Task instructions →
Each line of the listing below that includes "white" should be reported.

Records supplied →
---

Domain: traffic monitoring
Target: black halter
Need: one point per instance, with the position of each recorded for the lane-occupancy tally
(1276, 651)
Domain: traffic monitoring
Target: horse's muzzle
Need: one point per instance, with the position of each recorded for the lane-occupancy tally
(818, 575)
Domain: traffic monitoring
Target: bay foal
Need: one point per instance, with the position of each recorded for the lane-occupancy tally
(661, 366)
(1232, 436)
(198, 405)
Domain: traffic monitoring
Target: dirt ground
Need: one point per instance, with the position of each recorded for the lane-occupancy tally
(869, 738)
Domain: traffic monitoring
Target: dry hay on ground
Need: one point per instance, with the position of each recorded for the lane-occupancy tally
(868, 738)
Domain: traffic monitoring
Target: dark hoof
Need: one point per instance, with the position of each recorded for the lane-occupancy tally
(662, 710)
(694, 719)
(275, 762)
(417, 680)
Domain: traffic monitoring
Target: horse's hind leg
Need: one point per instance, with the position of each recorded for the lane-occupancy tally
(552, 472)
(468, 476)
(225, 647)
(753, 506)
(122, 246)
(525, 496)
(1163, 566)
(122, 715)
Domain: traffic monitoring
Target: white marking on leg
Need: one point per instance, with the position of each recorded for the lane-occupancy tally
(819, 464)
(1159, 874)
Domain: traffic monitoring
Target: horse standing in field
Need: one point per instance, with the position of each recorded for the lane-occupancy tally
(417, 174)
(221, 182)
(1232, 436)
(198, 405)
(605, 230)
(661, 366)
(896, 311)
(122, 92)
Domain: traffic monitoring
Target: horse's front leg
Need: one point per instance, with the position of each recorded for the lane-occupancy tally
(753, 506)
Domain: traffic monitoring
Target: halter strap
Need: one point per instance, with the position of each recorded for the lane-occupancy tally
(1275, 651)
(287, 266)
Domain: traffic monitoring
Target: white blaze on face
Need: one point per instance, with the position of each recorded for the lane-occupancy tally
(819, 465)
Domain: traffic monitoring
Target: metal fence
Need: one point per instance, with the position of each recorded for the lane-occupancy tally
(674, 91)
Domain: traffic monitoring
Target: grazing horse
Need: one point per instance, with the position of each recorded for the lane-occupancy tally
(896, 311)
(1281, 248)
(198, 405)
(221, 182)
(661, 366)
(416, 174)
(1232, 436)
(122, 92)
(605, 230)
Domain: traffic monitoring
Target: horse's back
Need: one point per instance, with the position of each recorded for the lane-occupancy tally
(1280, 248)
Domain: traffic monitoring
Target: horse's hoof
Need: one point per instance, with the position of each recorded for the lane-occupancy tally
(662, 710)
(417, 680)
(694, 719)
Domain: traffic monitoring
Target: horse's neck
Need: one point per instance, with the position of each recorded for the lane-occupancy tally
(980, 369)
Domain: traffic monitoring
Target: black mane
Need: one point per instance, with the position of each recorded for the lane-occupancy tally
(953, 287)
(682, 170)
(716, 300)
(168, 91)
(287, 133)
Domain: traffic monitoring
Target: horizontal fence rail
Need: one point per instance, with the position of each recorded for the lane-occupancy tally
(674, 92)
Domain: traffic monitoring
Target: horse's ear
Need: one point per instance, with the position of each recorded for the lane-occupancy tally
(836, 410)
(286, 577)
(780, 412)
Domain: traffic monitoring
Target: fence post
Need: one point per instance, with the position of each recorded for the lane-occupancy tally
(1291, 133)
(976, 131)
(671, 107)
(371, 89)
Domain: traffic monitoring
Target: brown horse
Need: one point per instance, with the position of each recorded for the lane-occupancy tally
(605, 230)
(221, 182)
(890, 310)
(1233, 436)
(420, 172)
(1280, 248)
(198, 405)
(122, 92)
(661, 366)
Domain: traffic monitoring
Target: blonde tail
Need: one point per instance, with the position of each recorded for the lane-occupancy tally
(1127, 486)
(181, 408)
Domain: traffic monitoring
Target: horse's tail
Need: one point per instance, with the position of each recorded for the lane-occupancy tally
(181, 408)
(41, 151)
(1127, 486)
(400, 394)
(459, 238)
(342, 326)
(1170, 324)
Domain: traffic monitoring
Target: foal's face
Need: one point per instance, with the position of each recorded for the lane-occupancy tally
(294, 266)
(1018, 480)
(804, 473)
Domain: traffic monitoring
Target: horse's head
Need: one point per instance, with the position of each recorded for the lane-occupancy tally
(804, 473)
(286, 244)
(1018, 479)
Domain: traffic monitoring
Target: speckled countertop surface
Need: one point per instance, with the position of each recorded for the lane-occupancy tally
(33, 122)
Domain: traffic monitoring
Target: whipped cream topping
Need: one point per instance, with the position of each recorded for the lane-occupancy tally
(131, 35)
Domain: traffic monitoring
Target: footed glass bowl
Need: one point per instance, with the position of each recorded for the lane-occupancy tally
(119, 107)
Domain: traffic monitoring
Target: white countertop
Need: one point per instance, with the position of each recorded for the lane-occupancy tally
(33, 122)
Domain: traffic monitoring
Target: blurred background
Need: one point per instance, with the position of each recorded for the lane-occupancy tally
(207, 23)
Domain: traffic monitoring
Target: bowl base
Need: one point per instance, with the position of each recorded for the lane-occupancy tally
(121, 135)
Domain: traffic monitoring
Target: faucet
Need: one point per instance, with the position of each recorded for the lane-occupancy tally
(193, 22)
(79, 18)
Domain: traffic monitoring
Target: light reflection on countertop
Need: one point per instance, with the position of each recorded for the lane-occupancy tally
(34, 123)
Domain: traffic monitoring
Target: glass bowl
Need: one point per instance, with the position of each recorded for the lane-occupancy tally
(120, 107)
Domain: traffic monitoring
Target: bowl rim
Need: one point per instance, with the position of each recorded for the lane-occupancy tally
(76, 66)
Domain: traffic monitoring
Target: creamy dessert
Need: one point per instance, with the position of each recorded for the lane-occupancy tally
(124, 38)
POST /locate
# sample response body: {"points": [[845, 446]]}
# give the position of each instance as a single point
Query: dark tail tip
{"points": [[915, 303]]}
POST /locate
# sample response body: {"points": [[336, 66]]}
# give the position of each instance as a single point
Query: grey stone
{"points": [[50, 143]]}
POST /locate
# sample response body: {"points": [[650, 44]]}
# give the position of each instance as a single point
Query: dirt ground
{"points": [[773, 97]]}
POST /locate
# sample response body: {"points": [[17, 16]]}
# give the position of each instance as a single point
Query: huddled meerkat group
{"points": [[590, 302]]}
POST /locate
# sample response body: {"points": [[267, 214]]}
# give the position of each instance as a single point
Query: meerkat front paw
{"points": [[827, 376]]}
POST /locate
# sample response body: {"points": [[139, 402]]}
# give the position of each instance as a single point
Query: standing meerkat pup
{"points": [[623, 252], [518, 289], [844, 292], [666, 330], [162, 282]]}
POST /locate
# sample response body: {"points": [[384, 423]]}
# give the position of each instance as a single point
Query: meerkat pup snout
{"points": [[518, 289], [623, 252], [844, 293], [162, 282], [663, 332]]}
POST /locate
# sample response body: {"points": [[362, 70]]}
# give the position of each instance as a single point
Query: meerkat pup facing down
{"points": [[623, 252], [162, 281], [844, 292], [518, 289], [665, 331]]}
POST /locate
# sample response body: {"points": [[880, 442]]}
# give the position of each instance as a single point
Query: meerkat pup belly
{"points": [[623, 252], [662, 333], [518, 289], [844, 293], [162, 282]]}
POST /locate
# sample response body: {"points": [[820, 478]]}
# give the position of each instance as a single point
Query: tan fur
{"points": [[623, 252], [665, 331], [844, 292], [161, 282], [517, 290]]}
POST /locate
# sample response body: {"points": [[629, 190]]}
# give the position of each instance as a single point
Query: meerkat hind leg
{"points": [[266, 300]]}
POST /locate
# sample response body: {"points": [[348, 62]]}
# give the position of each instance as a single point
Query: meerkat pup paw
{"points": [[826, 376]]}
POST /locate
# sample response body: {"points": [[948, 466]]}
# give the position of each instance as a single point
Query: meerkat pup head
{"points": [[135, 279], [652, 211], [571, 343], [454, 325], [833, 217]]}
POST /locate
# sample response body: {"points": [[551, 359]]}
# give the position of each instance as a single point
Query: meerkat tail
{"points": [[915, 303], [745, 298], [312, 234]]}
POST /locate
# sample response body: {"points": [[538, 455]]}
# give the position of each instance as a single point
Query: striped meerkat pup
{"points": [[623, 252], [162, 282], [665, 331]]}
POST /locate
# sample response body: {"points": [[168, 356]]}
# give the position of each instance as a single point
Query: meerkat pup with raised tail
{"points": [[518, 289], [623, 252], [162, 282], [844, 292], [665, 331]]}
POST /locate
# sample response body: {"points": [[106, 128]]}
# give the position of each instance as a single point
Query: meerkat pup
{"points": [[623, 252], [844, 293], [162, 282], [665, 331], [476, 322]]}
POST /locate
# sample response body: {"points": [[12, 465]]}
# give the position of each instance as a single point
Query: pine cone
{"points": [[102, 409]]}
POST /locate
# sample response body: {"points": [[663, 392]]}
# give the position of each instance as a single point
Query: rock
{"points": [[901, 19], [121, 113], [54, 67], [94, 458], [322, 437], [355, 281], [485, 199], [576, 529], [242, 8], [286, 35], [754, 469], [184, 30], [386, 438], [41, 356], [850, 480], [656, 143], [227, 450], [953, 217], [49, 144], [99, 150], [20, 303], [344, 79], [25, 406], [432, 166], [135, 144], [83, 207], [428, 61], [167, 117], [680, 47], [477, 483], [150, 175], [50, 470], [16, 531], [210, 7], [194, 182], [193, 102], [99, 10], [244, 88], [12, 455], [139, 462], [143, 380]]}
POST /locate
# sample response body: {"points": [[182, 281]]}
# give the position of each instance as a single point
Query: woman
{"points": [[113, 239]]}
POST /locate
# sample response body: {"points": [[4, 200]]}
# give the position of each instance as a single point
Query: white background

---

Exercise output →
Target: white marking on leg
Target: white blaze on face
Target: white countertop
Query: white background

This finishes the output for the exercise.